Problem requirements | Identify every line in the records that contains the word "gable", and copy each of those lines in full.

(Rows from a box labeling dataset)
--- --- ---

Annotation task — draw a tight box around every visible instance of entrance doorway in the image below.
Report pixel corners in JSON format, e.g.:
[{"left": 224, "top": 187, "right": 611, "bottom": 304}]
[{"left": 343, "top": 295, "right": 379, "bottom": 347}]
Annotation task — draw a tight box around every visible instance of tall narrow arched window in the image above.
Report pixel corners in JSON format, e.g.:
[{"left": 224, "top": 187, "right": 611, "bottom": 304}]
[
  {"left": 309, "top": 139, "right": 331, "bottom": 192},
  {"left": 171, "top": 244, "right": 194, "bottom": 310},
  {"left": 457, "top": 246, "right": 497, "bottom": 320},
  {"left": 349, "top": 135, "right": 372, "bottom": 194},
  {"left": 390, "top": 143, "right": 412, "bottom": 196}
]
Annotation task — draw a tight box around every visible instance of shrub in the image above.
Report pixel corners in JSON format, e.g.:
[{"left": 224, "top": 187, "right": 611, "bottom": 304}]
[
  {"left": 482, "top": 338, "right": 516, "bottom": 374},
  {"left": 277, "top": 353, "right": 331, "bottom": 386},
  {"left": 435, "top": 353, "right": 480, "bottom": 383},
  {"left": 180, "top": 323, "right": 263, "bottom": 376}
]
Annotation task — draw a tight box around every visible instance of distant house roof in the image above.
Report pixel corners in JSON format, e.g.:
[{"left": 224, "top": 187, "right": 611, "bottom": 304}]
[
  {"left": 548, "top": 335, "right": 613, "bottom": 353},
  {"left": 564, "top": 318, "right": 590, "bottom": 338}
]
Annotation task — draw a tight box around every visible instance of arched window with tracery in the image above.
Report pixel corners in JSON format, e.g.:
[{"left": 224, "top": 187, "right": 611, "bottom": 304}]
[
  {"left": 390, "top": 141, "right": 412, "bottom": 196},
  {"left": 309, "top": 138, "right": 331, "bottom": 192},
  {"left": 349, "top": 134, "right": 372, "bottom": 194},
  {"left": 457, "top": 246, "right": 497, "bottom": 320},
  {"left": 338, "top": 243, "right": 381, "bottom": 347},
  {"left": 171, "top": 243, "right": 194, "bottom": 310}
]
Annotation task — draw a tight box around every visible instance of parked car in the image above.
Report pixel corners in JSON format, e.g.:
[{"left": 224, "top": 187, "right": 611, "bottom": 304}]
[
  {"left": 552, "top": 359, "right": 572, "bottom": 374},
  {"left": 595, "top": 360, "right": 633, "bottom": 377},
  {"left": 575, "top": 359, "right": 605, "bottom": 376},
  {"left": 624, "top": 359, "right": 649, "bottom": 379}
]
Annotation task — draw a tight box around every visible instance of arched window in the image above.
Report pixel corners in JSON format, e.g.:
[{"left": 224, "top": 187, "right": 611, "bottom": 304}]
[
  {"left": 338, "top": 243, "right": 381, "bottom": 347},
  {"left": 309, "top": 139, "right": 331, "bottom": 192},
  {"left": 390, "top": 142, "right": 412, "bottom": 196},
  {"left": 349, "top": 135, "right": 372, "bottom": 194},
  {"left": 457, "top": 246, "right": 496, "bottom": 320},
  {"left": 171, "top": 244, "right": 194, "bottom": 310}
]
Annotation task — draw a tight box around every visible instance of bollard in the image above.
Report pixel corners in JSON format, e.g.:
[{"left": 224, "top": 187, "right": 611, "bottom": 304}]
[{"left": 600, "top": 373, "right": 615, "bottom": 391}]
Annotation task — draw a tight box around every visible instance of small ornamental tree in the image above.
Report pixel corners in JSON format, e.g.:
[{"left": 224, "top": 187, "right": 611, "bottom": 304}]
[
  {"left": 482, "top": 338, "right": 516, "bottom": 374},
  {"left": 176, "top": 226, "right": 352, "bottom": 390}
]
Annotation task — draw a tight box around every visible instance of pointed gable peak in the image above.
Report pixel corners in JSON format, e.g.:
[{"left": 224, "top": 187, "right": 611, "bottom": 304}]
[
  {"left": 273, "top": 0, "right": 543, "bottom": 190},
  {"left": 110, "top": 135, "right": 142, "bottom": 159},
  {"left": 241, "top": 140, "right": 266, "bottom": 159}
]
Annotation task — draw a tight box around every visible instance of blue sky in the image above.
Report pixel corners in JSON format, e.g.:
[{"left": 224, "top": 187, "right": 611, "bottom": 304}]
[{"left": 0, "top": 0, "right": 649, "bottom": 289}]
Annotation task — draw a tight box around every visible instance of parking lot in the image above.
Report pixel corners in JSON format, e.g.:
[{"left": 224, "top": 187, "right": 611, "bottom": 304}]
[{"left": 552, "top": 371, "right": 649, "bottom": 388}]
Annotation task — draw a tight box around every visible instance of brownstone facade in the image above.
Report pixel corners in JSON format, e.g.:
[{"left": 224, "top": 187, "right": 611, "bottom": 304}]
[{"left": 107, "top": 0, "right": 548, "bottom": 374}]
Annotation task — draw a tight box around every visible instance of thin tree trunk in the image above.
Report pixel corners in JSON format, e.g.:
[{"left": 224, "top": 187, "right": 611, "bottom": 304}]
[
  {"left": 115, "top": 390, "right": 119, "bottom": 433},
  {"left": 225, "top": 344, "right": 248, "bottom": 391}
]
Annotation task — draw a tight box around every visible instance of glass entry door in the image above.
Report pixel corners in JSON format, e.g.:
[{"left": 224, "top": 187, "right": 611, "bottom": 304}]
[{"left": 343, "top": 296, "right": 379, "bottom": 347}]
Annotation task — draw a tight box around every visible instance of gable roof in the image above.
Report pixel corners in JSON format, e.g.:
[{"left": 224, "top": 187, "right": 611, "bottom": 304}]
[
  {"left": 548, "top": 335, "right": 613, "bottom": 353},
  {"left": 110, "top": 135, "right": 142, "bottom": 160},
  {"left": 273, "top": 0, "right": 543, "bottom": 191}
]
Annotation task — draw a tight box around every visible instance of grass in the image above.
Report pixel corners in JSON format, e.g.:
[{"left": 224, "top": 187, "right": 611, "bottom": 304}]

--- --- ---

Full response |
Annotation task — draw a tight box around every visible instance of pointed gable peak in the image above.
Annotation task — draw a tight box around every visible instance of gable roof in the image above.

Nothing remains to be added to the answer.